TRECHO SELECIONADO =

++++++

Depois do intimista e denso Lemonade, Beyoncé retorna com um álbum bastante diferente em Renaissance. Desde que lançou seu disco que abordava os seus problemas de casamento e a sua família, a artista fez algumas colaborações interessantes em Everything is Love (com seu marido Jay-Z) e The Lion King: The Gift (disco conceitual baseado em O Rei Leão), com ambas as obras olhando com confiança e orgulho para diferentes facetas da artista, seja uma reverência para heranças afro-americanas, seja para uma valorização própria com suas canções e videoclipes de “realeza” com Jay-Z. Renaissance bebe desses mesmos tipos de elementos temáticos, celebrando a música negra, a cultura LGBTQ+ e puros prazeres humanos, como dançar e fazer sexo.

A grande diferença deste lançamento para Lemonade está justamente no senso de diversão que Beyoncé busca com o ouvinte, começando pela parte lírica que foca mais em sensualidade e alegria do que seu lado político e introspectivo, também mudando de seu habitual R&B e pop para uma mistura de house, funk e disco, trazendo representações culturais de dancehall, o cenário ballroom e, claro, as pistas de dança dos anos 70/80. Essas inspirações clássicas são mescladas com gêneros e recursos atualmente populares como trap, afrobeats, hip-hop e muitos samples que dão uma cara retrofuturista para o álbum em todo o seu DJ mix com uma das engenharias de som mais polidas e complexas que iremos ouvir no mainstream.

++++++

MATERIAL EXIBIDO =

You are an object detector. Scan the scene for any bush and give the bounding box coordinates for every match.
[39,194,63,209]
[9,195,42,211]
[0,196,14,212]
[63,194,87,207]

++++++

TAREFA PROPOSTA 1 =
Como fica a resenha sobre Renaissance quando se troca "videoclipes" por "clipes", começando nas palavras "Depois do intimista" e parando depois de "e fazer sexo."?
TAREFA PROPOSTA 2 =
Como você daria sequência à resenha sobre o álbum Renaissance a partir do ponto em que ela termina?
As linhas não têm papel nenhum no que se pede aqui.

RESULTADO ESPERADO 1 =
Depois do intimista e denso Lemonade, Beyoncé retorna com um álbum bastante diferente em Renaissance. Desde que lançou seu disco que abordava os seus problemas de casamento e a sua família, a artista fez algumas colaborações interessantes em Everything is Love (com seu marido Jay-Z) e The Lion King: The Gift (disco conceitual baseado em O Rei Leão), com ambas as obras olhando com confiança e orgulho para diferentes facetas da artista, seja uma reverência para heranças afro-americanas, seja para uma valorização própria com suas canções e clipes de “realeza” com Jay-Z. Renaissance bebe desses mesmos tipos de elementos temáticos, celebrando a música negra, a cultura LGBTQ+ e puros prazeres humanos, como dançar e fazer sexo.

RESULTADO ESPERADO 2 =
I’M THAT GIRL abre a lista de faixas com aquela autoconfiança de Beyoncé que citei no começo da crítica, incluindo o irônico e provocativo canto de fundo “Please motherfuckers ain’t stopping me” para uma letra que sabe ser vaidosa, segura de si mesma e representativa sem cair no exibicionismo de ostentação que vemos no cenário pop. Melodicamente falando, a canção tem muita inspiração latina, passando pelo dancehall jamaicano e o dembow dominicano, ambos inspirações para o popular reggaeton que ouvimos aos montes hoje em dia. Podemos sentir isso nas batidas ecoantes da canção, mas a melodia também traz misturas pops com sintetizadores e um estilo vocal semi-rap que a cantora tem dominado há anos.

Logo em seguida temos COZY, uma faixa mais próxima da identidade dançante do álbum em sua produção totalmente voltada para o eletrônico e o house, com batidas que começam a nos lembrar da música disco. Os versos sobre amor próprio e com acenos diretos para a cultura LGBTQ+ são acompanhados por um ritmo uptempo que caracteriza a maioria das faixas de Renaissance. BREAK MY SOUL é uma faixa semelhante, só que ainda mais complexa e em êxtase, com uma produção de piano-house, o melhor gancho da obra e um estilo de remix incrivelmente coeso. É uma música que nasceu para as pistas de dança e que nos dá uma carga de energia pulsante.

A terceira faixa do álbum é a sensacionalmente estranha ALIEN SUPERSTAR. É mais uma canção com elementos do dance music e do techno, mas há uma harmonia expansiva aqui, passando por rap, uma linha de baixo muito forte e uma melodia um tanto cósmica, me lembrando as odisseias de David Bowie. Também é marcante como Beyoncé transita entre o freestyling e os vocais suaves de R&B/Pop na canção.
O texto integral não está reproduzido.